> PASSAGE:
* * *
WASHINGTON – The Veterans Affairs Department’s problems in providing health care are well known – poor care, long wait times for treatment, VA facilities far from home. A program to fix the long drives to VA centers by allowing veterans to see private doctors has created a new problem for vets – bad credit ratings.
Some Maryland vets are joining in a chorus of complaints nationwide that the VA’s long delay in paying the private doctors is ruining their credit scores.
Rep. John Delaney, D-Md., is leading an effort in Congress to find a solution for the veterans.
He and several other House members of both parties sent a letter to the VA Secretary David Shulkin on Monday asking the VA to fix problems with late payments for veterans using private doctors under the Veterans Choice Program. The late VA reimbursements are hurting veterans’ credit, even though the department is responsible for paying for their medical expenses. Because the bills are not paid promptly, they become overdue debts that have the veterans’ names on them so the delinquency is ascribed to the vets.
Delaney said the negative credit reports hurt veterans most when they try to buy a house or car.
* * *
> DATA SHOWN:
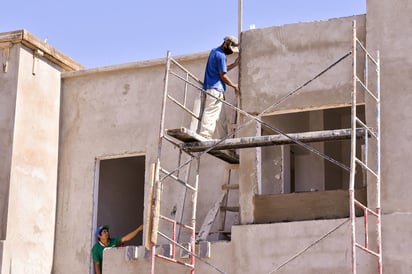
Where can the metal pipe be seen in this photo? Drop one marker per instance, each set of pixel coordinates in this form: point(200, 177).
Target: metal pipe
point(353, 151)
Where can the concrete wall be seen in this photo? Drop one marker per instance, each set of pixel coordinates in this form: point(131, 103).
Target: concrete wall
point(285, 58)
point(30, 203)
point(8, 89)
point(115, 112)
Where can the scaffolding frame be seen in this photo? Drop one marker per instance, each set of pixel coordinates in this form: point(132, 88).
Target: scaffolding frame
point(195, 148)
point(373, 171)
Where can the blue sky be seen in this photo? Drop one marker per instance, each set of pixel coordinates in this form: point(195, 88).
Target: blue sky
point(102, 33)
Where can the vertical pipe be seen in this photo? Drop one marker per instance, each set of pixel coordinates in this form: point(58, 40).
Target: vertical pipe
point(378, 164)
point(365, 219)
point(194, 199)
point(174, 240)
point(353, 150)
point(157, 184)
point(240, 18)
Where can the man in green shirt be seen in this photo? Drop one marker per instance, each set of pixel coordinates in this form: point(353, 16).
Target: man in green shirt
point(104, 240)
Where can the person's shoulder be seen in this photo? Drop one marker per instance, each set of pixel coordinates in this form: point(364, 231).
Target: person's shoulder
point(95, 246)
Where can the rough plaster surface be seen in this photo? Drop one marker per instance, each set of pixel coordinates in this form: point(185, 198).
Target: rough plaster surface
point(277, 60)
point(113, 114)
point(8, 88)
point(33, 174)
point(101, 106)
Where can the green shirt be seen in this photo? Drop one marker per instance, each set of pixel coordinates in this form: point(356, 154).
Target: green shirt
point(98, 248)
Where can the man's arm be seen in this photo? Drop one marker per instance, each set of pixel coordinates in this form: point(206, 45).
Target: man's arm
point(233, 65)
point(229, 82)
point(132, 234)
point(97, 267)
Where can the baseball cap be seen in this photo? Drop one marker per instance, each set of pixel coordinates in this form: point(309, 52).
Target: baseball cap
point(100, 228)
point(233, 42)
* * *
> USING THE INFORMATION:
1) In the article about VA payments, to whom did the House members send their letter on Monday?
2) Copy the article about VA payments word for word from "Some Maryland vets" to "to the vets.".
3) Write the next part of the article about VA payments, following on from its last sentence.

> ANSWERS TO THE EXERCISES:
1) They sent it to VA Secretary David Shulkin.

2)
Some Maryland vets are joining in a chorus of complaints nationwide that the VA’s long delay in paying the private doctors is ruining their credit scores.
Rep. John Delaney, D-Md., is leading an effort in Congress to find a solution for the veterans.
He and several other House members of both parties sent a letter to the VA Secretary David Shulkin on Monday asking the VA to fix problems with late payments for veterans using private doctors under the Veterans Choice Program. The late VA reimbursements are hurting veterans’ credit, even though the department is responsible for paying for their medical expenses. Because the bills are not paid promptly, they become overdue debts that have the veterans’ names on them so the delinquency is ascribed to the vets.

3)
The issue was brought to Delaney office’s attention from veterans speaking up at workshops around Maryland hosted by Delaney’s office. He said he has heard from vets that it takes six months to a year for the VA to pay their doctors’ bills.
Disabled American Veterans-Department of Maryland Commander Betty Brown has heard the same timetable from veterans who call the branch to complain about their unpaid bills.
“What’s happened with the VA is obviously an abomination, and there’s a lot of problems with the VA,” Delaney said. “But the fact that there are delays in paying our veterans seems unfair. I wanted to make a point that this is something that needs to be fixed.”
In the letter to Shulkin, the House members asked if the VA was aware of the problem and if so, what is the current time lag on average for payment. Shulkin has received the letter and will respond to the representatives directly, a spokesman said.
Shulkin has said delays in payments generally are the result of bad VA technology.
“It takes more than 30 days to process 20 percent of our clean claims at VA, and that affects about 25,000 providers across the country,” Shulkin said in a press briefing on May 31. “In addition, we have about $50 million in out-patient bill charges that are six months or older. As of April this year, only 65 percent of our claims are handled electronically. That’s far below what you’d find in the private sector.”
The Veterans Choice Program pays for vets to visit private doctors when the driving distance from home to the nearest VA facility is at least 40 miles. It began in April 2014 under The Veterans Access, Choice and Accountability Act of 2014 signed by President Barack Obama.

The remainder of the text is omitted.